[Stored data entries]
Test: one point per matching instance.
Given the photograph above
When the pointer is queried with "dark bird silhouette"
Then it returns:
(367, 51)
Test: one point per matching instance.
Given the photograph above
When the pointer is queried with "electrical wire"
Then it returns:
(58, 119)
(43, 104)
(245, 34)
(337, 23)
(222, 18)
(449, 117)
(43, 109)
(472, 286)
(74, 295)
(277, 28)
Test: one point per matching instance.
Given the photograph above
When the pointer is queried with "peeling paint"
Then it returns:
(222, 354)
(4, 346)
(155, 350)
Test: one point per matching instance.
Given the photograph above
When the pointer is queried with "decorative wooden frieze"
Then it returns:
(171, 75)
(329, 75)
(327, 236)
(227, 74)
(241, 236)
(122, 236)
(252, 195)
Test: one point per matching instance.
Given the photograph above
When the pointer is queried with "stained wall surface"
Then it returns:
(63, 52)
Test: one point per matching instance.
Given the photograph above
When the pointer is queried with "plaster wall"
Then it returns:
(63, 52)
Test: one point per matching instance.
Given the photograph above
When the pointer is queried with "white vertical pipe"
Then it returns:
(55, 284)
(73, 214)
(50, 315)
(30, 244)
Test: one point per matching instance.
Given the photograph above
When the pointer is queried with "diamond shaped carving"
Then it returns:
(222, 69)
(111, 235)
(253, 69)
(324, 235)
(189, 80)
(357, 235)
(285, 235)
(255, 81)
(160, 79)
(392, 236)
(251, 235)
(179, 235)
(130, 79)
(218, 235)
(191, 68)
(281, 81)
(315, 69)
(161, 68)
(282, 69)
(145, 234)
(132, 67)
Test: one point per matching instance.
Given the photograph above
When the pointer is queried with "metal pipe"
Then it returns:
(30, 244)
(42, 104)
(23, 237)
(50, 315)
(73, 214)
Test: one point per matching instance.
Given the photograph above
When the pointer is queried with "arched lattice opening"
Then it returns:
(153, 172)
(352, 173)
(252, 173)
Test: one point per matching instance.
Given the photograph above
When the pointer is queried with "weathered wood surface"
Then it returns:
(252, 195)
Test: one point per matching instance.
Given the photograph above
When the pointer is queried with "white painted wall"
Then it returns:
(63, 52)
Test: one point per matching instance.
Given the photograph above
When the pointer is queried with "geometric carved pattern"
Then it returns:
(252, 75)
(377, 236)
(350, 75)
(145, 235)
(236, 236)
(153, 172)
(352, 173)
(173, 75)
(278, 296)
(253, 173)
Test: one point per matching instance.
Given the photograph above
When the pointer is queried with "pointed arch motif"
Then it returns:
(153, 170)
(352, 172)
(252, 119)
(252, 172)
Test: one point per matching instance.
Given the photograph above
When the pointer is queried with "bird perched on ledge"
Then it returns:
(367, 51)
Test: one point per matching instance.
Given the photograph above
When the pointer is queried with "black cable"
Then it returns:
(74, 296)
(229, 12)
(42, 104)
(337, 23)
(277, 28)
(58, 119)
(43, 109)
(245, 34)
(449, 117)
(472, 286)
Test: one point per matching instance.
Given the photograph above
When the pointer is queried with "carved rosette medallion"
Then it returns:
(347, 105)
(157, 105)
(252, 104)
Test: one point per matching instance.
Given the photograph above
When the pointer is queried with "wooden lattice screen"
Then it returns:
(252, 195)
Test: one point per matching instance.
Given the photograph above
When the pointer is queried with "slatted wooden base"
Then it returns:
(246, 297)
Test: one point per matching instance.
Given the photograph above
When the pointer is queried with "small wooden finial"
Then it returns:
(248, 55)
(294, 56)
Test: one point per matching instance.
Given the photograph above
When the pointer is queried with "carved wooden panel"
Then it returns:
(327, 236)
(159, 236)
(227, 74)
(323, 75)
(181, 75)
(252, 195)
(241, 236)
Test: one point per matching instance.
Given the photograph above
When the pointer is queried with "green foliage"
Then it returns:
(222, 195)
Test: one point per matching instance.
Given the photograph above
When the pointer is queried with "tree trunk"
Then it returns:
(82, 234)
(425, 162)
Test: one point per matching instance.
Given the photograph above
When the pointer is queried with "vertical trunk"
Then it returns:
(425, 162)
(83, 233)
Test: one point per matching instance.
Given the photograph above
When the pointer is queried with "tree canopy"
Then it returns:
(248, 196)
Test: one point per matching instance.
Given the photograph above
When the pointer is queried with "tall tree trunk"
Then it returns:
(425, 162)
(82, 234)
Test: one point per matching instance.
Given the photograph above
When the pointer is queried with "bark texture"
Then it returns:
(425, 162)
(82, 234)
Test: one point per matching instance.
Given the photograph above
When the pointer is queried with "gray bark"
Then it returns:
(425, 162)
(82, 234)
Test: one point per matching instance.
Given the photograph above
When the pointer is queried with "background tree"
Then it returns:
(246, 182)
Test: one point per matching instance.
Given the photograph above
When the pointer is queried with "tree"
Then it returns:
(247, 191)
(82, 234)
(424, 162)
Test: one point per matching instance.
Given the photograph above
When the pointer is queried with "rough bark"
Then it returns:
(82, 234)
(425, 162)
--
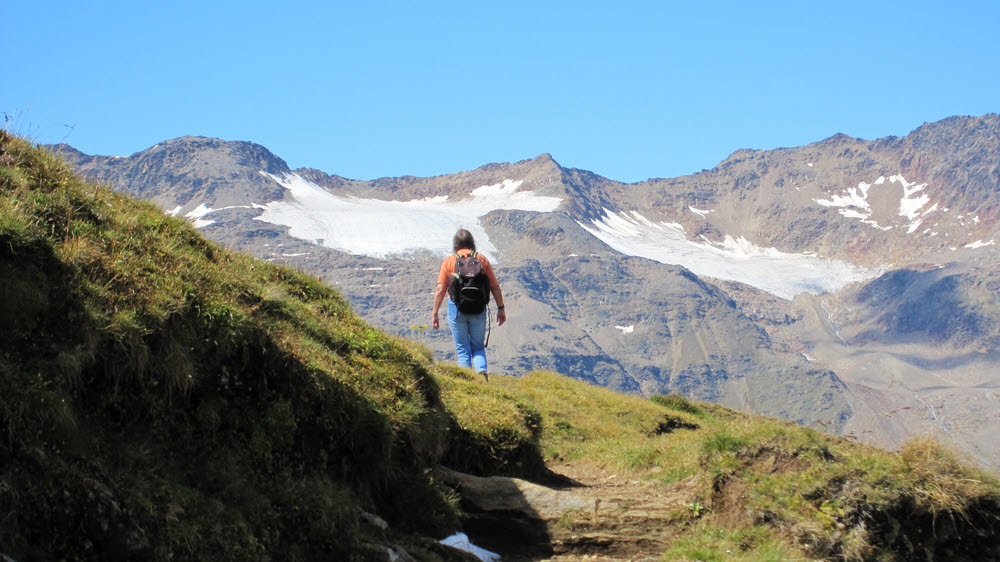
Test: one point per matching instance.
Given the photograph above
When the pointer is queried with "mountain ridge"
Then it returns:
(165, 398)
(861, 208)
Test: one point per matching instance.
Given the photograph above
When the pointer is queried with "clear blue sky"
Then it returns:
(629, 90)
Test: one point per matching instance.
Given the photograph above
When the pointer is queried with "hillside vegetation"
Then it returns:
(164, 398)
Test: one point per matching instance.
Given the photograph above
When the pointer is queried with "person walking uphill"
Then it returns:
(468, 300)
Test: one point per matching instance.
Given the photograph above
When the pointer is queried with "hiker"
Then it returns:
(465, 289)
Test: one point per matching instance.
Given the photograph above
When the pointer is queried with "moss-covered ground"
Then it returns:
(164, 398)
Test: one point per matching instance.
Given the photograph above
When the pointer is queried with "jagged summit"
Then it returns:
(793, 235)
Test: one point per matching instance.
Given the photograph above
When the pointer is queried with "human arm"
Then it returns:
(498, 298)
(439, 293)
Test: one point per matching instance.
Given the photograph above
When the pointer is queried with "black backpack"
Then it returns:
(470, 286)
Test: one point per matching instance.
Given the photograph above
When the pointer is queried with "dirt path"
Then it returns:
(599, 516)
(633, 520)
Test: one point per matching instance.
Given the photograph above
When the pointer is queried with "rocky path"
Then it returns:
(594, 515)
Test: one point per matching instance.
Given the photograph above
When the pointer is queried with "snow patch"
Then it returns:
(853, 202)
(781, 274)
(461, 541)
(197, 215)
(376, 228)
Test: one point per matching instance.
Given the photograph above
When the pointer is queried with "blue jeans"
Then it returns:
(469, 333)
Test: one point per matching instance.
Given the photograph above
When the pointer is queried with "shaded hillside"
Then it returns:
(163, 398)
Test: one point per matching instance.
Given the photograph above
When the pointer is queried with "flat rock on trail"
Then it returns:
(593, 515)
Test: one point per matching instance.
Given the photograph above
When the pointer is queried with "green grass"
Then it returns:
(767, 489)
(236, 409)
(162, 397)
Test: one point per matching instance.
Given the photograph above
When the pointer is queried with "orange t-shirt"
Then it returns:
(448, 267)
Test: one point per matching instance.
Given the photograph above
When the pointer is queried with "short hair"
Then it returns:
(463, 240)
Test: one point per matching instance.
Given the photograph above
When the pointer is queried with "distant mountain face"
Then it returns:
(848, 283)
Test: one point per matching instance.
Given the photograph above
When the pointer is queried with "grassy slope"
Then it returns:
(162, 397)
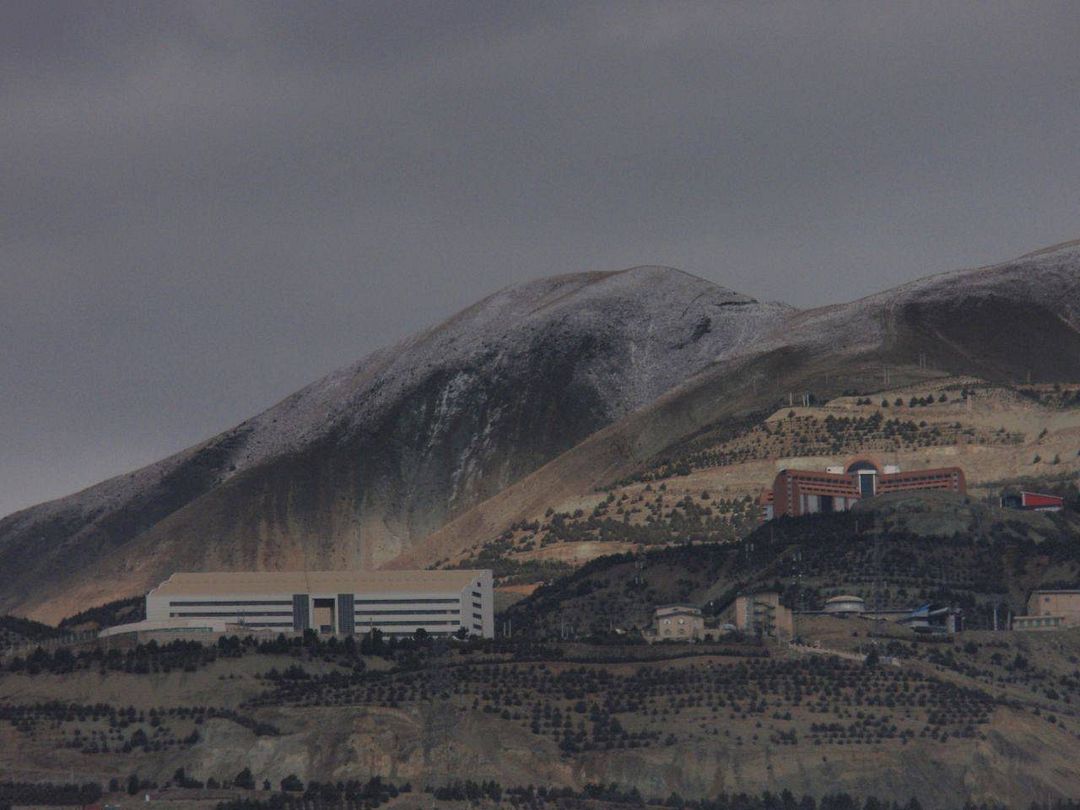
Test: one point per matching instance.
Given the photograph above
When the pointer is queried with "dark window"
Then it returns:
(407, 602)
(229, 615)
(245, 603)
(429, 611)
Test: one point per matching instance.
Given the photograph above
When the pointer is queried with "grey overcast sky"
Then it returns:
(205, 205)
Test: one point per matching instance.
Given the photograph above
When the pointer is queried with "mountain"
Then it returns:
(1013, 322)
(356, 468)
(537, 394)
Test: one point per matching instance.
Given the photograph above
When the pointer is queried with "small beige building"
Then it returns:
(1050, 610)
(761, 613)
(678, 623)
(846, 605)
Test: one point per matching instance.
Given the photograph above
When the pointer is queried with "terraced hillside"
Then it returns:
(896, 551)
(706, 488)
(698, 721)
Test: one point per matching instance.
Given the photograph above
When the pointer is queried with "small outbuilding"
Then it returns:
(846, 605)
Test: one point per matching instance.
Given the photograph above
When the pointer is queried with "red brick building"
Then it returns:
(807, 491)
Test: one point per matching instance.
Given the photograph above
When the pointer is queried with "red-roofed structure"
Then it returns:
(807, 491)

What you will do :: Give only a number, the count of lines above that include the string "blue".

Answer to this exercise :: 2